START
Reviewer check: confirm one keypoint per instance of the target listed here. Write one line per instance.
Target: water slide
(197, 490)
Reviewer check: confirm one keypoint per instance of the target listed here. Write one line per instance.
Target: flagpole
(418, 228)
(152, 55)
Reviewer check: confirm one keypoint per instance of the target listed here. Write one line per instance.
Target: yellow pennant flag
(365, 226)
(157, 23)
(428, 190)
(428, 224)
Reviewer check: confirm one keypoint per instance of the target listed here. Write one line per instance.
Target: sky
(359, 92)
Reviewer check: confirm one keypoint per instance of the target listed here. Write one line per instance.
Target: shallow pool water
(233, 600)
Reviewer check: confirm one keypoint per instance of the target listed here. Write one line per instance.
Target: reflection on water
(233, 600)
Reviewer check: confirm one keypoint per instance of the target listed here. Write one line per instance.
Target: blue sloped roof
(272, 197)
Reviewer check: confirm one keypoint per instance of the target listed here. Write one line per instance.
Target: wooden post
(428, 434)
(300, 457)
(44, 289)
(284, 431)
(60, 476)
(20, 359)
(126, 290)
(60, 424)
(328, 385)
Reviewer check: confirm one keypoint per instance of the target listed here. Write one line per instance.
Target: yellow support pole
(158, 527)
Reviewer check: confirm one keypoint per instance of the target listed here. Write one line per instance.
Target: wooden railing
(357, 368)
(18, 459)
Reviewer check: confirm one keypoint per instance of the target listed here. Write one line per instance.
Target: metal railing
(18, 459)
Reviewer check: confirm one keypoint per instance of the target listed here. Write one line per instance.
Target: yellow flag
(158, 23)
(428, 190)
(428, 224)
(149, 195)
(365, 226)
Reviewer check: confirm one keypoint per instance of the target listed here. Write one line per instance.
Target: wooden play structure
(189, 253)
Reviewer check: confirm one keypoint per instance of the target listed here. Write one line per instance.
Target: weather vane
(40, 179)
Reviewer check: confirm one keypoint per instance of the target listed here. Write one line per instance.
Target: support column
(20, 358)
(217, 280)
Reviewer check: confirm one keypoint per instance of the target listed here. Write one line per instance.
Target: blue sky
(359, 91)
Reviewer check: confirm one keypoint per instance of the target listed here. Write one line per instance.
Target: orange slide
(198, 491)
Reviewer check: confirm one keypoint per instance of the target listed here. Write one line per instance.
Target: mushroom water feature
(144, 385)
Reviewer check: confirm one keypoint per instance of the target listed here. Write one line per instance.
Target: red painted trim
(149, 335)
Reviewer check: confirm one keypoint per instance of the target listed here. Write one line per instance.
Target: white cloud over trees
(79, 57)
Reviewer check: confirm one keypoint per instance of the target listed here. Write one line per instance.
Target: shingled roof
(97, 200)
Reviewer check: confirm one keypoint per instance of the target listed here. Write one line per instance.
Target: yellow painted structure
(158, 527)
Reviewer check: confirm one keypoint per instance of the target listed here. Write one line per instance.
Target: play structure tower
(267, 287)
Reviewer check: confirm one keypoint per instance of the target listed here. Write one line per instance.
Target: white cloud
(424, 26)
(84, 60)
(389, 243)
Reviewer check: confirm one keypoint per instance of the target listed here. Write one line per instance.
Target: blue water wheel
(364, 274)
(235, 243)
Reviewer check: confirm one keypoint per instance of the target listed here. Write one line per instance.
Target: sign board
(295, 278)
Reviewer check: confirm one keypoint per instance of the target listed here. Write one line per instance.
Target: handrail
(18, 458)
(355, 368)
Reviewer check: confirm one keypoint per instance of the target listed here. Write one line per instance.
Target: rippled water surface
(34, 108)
END
### OBJECTIVE
Restate the listing in full, word for word.

### FINAL ANSWER
Reviewer check: confirm one keypoint per instance of the target listed here. Write one line per instance.
Target: water slide
(197, 490)
Reviewer check: confirm one keypoint per instance of the target listed here. Write one line per instance.
Target: flagpole
(418, 228)
(152, 55)
Reviewer check: confirm one keypoint per instance of the target listed here. Write one line per instance.
Target: yellow pennant flag
(365, 226)
(157, 23)
(428, 190)
(428, 224)
Reviewer check: confirm one keypoint per instance of the target listed here. Write one line per instance.
Target: sky
(359, 92)
Reviewer check: confirm one keypoint per instance of the target listed here. Write one line per instance.
Target: shallow pool water
(233, 600)
Reviewer check: confirm one keypoint per instance of the target listed here. Write one line per instance.
Target: reflection on water
(233, 600)
Reviewer check: confirm one keypoint per instance of the target listed here. Write one line per instance.
Target: blue sloped roof
(272, 197)
Reviewer check: confirm one keypoint per instance of the target listed here. Write one line per instance.
Target: wooden post
(428, 434)
(300, 457)
(44, 289)
(284, 431)
(60, 476)
(20, 359)
(126, 290)
(60, 424)
(328, 385)
Reviewer check: confirm one keypoint per instance of the target listed here. Write one line per instance.
Target: yellow support pole
(158, 527)
Reviewer check: confirm one keypoint per instance of the target listed here. Write one line per instance.
Target: wooden railing
(357, 368)
(18, 459)
Reviewer check: confirm one keypoint per instance of the target listed here. Write one line per instance.
Target: metal railing
(18, 459)
Reviewer check: confirm one keypoint per instance of the target listed here. Write one line per instance.
Target: yellow flag
(158, 23)
(428, 190)
(428, 224)
(149, 195)
(365, 226)
Reviewer check: confirm one keypoint per instance of the target listed here. Write one line per instance.
Target: wooden play structure
(189, 253)
Reviewer check: confirm one keypoint per instance of the target listed here. Write one line per instance.
Target: weather vane
(40, 179)
Reviewer check: confirm one keypoint per instance of the target listed here. Write one line per instance.
Target: support column
(20, 358)
(217, 280)
Reviewer check: confirm one keypoint per instance of the target listed here. Write one line per instance.
Target: blue sky
(359, 91)
Reviewer check: confirm one keypoint per instance of the target listed here. Write one line per instance.
Target: orange slide
(198, 491)
Reviewer check: confirm one keypoint per instance of the target listed here. Write one line per instance.
Target: mushroom water feature
(144, 385)
Reviewer check: confirm one keypoint per instance of the target listed here. Write one line per instance.
Target: red painted trim
(149, 335)
Reviewer check: confirm one keypoint per instance of the target listed here. Write one line per instance.
Target: white cloud over trees
(79, 57)
Reviewer check: confirm one keypoint per instance of the target listed here. Write one line per instance.
Target: shingled roof
(97, 200)
Reviewer check: confirm one keypoint per instance of the target listed here. Write one line per instance.
Target: yellow painted structure
(158, 527)
Reviewer check: confirm one keypoint per instance of the target listed here. Write one line per instance.
Target: play structure tower
(267, 287)
Reviewer check: confirm one keypoint per instance of the target listed here. Write one line per instance.
Target: white cloud
(424, 26)
(84, 60)
(389, 243)
Reviewer check: confirm one keypoint per instance of the target listed here. Write one line per instance.
Target: blue water wheel
(364, 274)
(235, 243)
Reviewer check: confirm one keypoint per instance of the target listed here. Write one line per instance.
Target: sign board
(295, 278)
Reviewer check: confirm one keypoint per instance of the target listed here. Write one line per instance.
Target: handrail
(18, 458)
(355, 368)
Reviewer check: confirm one keypoint per instance of the target listed here. Write one line per instance.
Target: rippled water surface
(34, 108)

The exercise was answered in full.